This is typical Winters understatement. He lives modestly, on his farm and in a small town house in Hershey, but he is a wealthy man who achieved success by creating and marketing a new, revolutionary cattle food and other animal food products.

He is also the gentlest of men. In July 1990, when he finished telling me about practically wiping out an entire German rifle company on the dike in Holland on October 5, 1944, we went for a walk down to his pond. A flock of perhaps thirty Canada geese took off; one goose stayed behind, honking plaintively at the others. Winters explained that the bird had a broken wing.

I remarked that he ought to get out a rifle and shoot the goose before a fox got her. “Freeze her up for Thanksgiving dinner.”

He gave me an astonished glance. “I couldn’t do that!” he said, horrified at the thought.

He is incapable of a violent action, he never raises his voice, he is contemptuous of exaggeration, self-puffery, or posturing. He has achieved exactly what he wanted in life, that peace and quiet he promised himself as he lay down to catch some sleep on the night of June 6–7, 1944, and the continuing love and respect of the men he commanded in Easy Company in World War II.

·    ·    ·

In one of his last newsletters, Mike Ranney wrote: “In thinking back on the days of Easy Company, I’m treasuring my remark to a grandson who asked, ‘Grandpa, were you a hero in the war?’


 
‘No,’ I answered, ‘but I served in a company of heroes.’
 

ACKNOWLEDGMENTS AND SOURCES

I
N THE FALL OF 1988,
the veterans from Easy Company, 506th Parachute Infantry Regiment, 101st Airborne Division, held a reunion in New Orleans. Along with my assistant director of the Eisenhower Center at the University of New Orleans, Ron Drez, I went to their hotel to tape-record a group interview with them about their D-Day experience, as a part of the Center’s D-Day Project of collecting oral histories from the men of D-Day. The interview with Easy Company was especially good because the company had carried out a daring and successful attack on a German battery near Utah Beach.

TASK INSTRUCTIONS:
(a) In the passage about Winters and Easy Company, where did the Easy Company veterans hold their reunion in the fall of 1988?
(b) Write out the part of the passage about Winters and Easy Company between "He is also the" and "a broken wing.", inclusive.
(c) Write what comes next in the passage about Winters and Easy Company, picking up after its final sentence.

[Stored records]
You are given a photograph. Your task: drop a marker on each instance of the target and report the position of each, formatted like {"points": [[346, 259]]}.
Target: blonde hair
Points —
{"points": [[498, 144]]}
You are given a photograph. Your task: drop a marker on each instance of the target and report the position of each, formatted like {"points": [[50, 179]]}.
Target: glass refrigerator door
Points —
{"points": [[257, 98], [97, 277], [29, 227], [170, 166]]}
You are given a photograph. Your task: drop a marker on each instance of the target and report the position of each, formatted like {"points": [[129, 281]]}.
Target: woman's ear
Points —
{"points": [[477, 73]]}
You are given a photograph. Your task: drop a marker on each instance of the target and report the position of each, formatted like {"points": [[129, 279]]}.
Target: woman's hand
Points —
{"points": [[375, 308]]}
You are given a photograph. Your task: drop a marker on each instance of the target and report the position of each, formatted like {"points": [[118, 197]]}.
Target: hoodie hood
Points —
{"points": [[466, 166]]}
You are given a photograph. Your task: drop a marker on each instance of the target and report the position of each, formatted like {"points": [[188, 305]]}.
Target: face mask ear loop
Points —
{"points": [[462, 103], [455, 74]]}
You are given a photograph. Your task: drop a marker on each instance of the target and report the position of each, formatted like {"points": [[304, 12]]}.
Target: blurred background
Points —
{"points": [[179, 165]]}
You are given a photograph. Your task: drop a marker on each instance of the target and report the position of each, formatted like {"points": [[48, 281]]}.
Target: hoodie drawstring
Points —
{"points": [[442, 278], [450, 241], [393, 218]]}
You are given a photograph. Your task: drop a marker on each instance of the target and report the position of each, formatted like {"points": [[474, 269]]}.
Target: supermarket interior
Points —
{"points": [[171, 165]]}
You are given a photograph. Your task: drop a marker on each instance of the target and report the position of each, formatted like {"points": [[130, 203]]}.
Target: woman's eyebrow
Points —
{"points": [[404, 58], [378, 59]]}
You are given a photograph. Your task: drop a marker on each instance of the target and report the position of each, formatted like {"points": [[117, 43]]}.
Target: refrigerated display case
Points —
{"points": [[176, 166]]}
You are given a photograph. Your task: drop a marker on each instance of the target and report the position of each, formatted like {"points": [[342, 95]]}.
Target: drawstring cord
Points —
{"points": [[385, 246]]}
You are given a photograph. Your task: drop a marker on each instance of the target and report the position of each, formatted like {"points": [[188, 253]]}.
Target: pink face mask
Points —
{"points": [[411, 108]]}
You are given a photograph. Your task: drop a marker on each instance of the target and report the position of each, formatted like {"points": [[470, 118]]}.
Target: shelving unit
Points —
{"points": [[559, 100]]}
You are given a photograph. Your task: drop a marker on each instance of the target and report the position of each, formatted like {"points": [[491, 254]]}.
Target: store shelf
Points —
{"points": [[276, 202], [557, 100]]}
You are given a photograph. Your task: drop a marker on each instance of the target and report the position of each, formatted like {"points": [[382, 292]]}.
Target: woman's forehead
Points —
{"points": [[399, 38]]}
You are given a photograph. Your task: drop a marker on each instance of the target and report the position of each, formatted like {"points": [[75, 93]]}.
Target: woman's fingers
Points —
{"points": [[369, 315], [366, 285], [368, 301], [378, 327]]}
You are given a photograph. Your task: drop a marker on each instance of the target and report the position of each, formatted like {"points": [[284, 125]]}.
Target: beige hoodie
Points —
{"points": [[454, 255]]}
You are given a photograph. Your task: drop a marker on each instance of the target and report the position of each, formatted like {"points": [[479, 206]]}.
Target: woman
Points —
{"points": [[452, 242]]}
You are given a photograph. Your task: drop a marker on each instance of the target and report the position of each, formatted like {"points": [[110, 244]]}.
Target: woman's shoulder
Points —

RESPONSES PER TASK:
(a) New Orleans.

(b)
He is also the gentlest of men. In July 1990, when he finished telling me about practically wiping out an entire German rifle company on the dike in Holland on October 5, 1944, we went for a walk down to his pond. A flock of perhaps thirty Canada geese took off; one goose stayed behind, honking plaintively at the others. Winters explained that the bird had a broken wing.

(c)
When Maj. Richard Winters, an original member of the company, later company C.O., finally C.O. of 2d Battalion, read the transcript from the interview, he was upset by some inaccurate and exaggerated statements in it. He wanted to set the record straight. In February 1990, Winters, Forrest Guth, and Carwood Lipton came to Pass Christian, Mississippi, to visit Walter Gordon. I live in the village of Bay St. Louis, across the bay from Pass Christian, so Gordon is my neighbor. He called to ask if the Easy Company veterans could do a follow-up interview. Of course, I said, and invited them to our home for a meeting and dinner. We spent the afternoon in my office, maps spread out, tape-recorder running. Later, at a roast beef feast prepared by my wife, Moira, the men sketched out for me their experiences after D-Day in Normandy, Holland, Belgium, Germany, and Austria.

They had all read my book
Pegasus Bridge,
which the Eisenhower Center gives to every veteran who does an interview for us. Winters suggested that a history of Easy Company might make a good subject for a book.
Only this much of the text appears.